Exercise task:
Count the lines of the items below that contain the word "Return", and give only the resulting number.

Input data:
....................

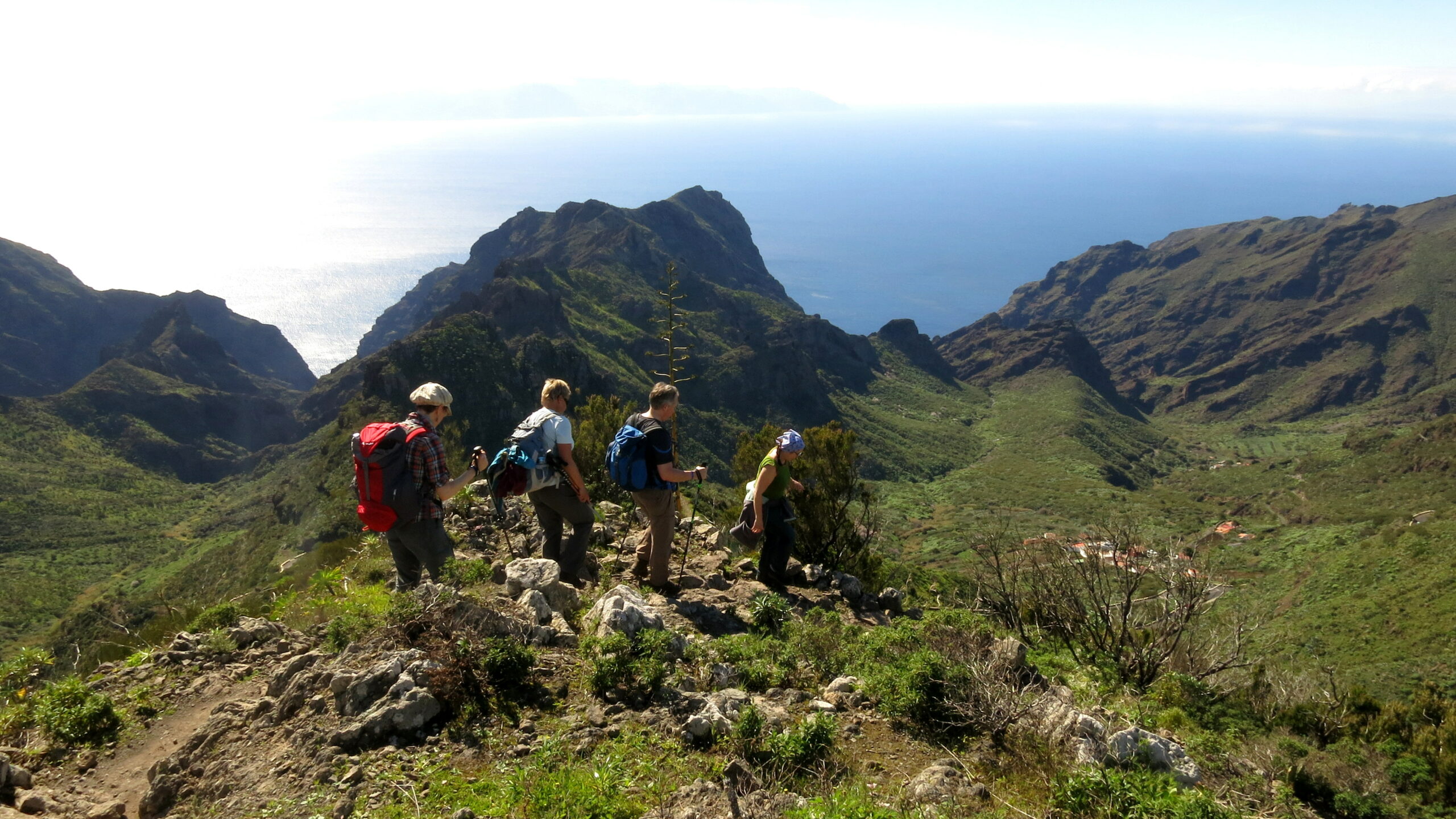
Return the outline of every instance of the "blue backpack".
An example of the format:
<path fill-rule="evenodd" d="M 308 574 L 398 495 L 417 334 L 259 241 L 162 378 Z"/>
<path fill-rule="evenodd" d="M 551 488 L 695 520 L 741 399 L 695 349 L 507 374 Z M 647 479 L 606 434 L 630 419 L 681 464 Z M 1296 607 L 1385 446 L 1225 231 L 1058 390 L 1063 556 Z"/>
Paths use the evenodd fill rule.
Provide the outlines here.
<path fill-rule="evenodd" d="M 622 424 L 607 446 L 607 475 L 629 493 L 676 490 L 677 484 L 664 481 L 655 469 L 648 469 L 646 447 L 646 433 L 632 424 Z"/>
<path fill-rule="evenodd" d="M 499 463 L 504 469 L 507 465 L 515 465 L 526 472 L 526 485 L 505 494 L 534 493 L 549 484 L 561 471 L 556 453 L 546 449 L 546 421 L 549 418 L 550 415 L 534 423 L 526 418 L 515 427 L 515 431 L 507 436 L 505 449 L 495 453 L 492 466 Z M 511 488 L 514 488 L 514 484 L 515 479 L 511 479 Z"/>

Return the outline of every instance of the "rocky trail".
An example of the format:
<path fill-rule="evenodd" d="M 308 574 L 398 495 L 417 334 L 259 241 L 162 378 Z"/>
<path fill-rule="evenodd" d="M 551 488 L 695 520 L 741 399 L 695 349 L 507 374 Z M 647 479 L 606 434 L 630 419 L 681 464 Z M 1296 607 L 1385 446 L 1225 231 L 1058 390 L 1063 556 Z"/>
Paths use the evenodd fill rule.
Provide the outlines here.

....................

Task solution:
2